Stored rows →
---+---

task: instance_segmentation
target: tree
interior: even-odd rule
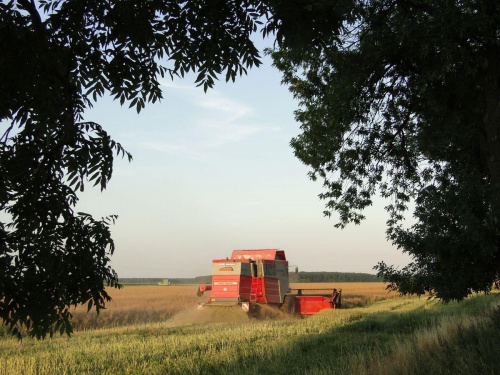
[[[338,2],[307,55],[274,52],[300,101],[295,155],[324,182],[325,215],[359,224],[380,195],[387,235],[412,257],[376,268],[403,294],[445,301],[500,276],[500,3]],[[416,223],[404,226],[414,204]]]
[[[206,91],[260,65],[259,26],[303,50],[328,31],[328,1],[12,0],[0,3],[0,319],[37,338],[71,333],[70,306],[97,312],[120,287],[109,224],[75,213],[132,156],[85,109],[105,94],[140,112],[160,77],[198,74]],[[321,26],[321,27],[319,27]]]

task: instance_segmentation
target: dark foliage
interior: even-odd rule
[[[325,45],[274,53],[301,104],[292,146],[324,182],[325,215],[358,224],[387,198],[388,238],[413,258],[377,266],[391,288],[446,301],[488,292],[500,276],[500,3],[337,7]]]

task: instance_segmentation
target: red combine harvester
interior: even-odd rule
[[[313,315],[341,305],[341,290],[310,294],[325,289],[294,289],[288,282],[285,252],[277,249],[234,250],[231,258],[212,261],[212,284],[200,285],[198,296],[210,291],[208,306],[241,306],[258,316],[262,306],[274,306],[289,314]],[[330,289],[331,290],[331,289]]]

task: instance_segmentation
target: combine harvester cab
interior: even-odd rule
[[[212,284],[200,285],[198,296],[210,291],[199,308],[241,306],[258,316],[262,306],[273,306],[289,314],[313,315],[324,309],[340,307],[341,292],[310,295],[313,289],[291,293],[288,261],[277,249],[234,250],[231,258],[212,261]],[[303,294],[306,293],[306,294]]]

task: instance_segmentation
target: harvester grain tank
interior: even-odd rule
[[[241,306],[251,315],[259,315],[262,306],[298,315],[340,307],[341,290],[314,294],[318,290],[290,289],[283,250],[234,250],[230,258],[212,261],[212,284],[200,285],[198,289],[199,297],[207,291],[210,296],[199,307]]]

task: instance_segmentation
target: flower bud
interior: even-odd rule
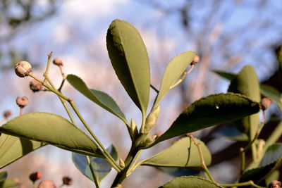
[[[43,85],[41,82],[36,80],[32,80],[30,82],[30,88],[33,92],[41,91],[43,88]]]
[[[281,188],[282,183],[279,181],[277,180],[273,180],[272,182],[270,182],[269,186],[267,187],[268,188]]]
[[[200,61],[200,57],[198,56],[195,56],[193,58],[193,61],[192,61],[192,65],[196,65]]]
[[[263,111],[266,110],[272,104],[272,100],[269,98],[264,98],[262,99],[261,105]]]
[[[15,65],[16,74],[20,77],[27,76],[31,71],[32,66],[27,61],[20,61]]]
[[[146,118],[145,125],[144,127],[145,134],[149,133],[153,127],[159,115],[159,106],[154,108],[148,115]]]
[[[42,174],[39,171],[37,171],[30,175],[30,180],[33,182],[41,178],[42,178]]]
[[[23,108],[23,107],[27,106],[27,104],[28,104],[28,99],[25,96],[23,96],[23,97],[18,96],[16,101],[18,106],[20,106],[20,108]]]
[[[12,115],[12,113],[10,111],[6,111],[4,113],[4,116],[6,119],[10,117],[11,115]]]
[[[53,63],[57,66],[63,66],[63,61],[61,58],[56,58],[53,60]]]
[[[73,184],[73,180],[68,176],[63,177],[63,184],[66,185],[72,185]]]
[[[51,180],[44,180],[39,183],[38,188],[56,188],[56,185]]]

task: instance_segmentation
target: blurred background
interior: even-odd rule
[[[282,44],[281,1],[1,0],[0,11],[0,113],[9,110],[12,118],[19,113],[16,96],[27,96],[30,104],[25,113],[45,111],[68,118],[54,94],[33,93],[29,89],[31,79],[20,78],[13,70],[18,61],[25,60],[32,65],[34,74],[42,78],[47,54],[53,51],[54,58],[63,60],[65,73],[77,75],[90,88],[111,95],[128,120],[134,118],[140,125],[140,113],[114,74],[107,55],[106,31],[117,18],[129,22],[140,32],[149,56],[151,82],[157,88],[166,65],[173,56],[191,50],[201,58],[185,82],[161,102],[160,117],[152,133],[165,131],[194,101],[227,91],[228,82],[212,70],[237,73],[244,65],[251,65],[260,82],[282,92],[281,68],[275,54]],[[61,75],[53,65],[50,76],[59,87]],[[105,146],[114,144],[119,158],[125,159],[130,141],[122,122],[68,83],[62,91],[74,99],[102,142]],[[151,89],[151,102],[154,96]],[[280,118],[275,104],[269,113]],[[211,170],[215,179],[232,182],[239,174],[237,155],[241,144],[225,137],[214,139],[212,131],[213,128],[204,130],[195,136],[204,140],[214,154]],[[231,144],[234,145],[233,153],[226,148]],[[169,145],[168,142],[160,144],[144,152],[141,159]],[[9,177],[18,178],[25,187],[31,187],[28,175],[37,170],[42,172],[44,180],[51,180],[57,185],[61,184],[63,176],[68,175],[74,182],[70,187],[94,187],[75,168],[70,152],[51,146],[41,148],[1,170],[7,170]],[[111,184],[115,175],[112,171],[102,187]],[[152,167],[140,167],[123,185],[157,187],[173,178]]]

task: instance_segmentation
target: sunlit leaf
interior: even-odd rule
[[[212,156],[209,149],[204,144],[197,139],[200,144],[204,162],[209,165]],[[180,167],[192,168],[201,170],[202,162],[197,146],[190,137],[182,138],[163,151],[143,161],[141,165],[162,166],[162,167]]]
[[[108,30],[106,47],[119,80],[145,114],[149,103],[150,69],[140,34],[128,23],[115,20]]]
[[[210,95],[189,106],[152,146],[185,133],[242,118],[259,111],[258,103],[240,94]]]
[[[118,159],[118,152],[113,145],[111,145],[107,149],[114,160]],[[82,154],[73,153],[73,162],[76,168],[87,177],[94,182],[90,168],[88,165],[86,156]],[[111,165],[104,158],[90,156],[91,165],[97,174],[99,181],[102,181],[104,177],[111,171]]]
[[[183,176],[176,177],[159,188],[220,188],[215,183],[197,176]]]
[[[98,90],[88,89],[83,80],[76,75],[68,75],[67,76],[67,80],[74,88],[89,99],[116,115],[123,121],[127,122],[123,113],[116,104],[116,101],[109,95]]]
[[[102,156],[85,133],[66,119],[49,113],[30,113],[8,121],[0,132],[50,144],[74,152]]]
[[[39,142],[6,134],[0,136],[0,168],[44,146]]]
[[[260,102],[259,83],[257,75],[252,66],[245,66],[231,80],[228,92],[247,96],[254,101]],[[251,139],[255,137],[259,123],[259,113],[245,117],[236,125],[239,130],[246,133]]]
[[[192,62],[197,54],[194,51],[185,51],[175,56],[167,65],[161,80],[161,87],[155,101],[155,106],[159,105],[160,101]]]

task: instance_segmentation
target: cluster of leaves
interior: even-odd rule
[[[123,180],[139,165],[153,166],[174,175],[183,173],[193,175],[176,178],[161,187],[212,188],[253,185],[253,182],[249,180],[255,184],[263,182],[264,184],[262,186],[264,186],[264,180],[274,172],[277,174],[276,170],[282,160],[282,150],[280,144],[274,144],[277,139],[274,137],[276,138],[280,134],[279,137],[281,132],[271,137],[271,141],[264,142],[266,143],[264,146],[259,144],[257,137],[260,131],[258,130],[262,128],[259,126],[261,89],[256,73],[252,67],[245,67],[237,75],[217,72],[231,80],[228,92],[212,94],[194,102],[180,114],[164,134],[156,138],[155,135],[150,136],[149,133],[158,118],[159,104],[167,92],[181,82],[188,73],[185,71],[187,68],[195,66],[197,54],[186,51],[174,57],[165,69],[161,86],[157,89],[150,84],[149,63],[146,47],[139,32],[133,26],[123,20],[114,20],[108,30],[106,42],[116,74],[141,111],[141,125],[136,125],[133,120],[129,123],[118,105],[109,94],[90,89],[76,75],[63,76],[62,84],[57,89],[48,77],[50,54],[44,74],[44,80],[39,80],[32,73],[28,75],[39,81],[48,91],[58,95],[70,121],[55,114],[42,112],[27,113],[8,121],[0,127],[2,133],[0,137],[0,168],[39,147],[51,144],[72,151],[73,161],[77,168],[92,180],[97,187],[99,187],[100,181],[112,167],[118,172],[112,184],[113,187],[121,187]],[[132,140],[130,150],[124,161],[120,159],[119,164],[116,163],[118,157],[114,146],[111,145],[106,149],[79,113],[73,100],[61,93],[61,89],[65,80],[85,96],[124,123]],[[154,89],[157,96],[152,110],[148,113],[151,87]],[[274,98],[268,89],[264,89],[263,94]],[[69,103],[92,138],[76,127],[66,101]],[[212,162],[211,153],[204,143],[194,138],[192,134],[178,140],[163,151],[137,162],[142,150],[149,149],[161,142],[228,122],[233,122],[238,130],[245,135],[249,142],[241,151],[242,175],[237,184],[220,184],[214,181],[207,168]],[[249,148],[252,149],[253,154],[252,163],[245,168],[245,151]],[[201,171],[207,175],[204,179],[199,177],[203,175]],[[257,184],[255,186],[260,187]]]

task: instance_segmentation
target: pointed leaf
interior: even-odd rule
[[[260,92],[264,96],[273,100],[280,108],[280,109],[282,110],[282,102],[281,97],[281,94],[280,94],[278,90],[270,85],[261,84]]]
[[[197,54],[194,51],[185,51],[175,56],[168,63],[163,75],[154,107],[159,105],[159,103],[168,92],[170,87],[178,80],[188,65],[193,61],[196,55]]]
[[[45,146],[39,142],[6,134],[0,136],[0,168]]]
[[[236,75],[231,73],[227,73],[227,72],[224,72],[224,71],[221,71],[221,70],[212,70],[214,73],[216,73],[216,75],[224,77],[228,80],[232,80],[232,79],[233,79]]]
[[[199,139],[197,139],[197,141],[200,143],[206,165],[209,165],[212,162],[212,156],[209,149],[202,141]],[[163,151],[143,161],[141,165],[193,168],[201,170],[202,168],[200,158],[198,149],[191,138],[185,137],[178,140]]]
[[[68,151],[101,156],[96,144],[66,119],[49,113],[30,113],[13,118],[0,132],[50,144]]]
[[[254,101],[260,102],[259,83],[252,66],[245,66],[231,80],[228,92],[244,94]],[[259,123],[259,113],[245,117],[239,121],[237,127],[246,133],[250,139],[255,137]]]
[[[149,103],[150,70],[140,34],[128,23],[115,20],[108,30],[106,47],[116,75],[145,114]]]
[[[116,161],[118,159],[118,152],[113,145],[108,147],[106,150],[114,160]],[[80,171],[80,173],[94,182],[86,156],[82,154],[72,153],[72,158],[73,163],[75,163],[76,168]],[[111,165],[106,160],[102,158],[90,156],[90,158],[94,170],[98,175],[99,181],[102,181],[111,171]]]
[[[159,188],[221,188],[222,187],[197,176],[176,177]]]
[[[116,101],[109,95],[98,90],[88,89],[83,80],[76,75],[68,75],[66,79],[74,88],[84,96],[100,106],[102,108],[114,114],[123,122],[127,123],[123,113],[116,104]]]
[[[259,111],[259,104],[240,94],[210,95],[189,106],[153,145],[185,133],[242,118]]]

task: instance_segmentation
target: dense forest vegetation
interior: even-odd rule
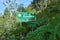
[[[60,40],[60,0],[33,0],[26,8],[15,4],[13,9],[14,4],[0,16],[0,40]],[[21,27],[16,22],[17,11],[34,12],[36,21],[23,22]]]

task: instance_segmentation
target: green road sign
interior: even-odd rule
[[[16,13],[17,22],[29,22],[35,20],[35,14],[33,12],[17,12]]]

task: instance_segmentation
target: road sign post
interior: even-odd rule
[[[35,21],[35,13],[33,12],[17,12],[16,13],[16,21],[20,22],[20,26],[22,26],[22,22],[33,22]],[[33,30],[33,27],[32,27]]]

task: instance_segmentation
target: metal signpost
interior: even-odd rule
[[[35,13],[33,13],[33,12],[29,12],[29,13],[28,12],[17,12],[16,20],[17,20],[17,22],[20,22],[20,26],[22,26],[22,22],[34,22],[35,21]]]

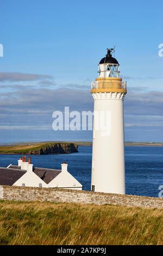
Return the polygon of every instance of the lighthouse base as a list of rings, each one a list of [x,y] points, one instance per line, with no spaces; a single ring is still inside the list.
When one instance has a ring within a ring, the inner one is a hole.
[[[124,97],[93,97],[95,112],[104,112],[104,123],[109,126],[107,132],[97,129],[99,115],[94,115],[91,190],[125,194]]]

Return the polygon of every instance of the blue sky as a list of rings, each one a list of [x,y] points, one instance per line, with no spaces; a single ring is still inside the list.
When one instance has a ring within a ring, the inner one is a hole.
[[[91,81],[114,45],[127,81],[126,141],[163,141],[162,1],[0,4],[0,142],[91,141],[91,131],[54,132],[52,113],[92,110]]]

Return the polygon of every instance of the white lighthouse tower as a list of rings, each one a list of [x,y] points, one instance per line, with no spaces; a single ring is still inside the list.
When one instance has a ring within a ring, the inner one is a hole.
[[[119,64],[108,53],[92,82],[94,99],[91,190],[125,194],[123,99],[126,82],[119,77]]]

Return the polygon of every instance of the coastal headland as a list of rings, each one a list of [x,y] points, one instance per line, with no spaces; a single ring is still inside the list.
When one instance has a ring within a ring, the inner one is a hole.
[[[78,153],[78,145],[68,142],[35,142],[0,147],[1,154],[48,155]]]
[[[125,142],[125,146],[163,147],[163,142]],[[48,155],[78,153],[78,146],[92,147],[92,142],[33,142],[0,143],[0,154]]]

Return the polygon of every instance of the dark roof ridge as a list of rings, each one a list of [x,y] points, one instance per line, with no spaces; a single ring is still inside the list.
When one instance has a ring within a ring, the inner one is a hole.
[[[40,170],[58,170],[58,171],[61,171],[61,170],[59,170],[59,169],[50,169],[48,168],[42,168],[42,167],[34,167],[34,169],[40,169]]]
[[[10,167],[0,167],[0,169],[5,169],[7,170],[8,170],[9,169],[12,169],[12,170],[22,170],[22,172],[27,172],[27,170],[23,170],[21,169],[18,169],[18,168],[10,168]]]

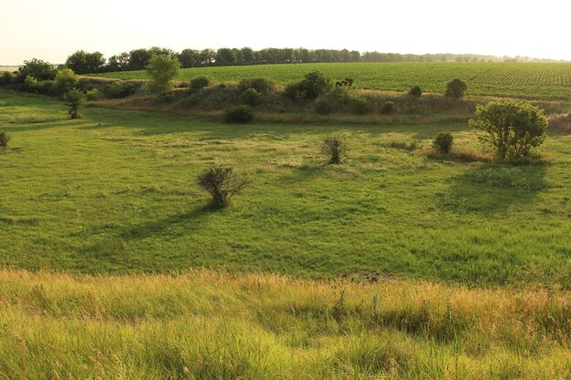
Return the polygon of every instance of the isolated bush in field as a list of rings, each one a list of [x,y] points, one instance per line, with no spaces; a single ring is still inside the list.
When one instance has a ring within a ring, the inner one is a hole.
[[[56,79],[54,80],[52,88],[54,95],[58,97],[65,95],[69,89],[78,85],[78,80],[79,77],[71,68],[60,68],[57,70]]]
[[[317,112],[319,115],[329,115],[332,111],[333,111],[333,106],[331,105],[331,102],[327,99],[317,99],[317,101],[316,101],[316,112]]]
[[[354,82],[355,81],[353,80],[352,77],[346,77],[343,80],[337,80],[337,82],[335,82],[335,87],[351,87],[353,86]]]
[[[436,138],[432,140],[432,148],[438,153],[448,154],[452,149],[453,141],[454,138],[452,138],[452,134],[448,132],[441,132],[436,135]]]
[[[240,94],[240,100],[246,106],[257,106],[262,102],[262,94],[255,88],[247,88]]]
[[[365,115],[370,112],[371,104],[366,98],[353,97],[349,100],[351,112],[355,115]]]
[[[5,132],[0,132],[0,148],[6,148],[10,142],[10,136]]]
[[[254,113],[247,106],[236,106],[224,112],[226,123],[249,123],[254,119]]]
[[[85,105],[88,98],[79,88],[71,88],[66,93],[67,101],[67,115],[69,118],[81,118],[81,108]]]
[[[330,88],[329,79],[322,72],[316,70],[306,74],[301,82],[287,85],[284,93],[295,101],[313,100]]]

---+---

Your goal →
Pull out every line above that contains the word "each". Case matters.

Written solution →
Return the polygon of every instance of the lighthouse base as a list of rings, each one a list of [x,y] points, one instance per line, with no spaces; a single ring is still inside the list.
Return the polygon of every instance of the blue sky as a list of rings, each one a list of [x,y] points, one instance per line, with no spaces; a single ring is still inside the list.
Return the polygon of every instance of the white lighthouse tower as a list of rings, each one a list of [x,y] points, one instance per line, with no spaces; a single ring is still inside the list.
Return the polygon of every instance of the coastal headland as a list of rings, each one a list of [x,y] points, one instance per line, with no spaces; a single ring is still inside the list.
Return the polygon of every instance of the dark roof ridge as a list of rings, each one a list of [x,y] points, one instance per line, with no spaces; a single ring is still inside the list.
Return the polygon of every instance of the isolated bush in field as a list of rings, each one a list of [x,y] points, one instance per line, with no spaces; a single ring is still inside the list.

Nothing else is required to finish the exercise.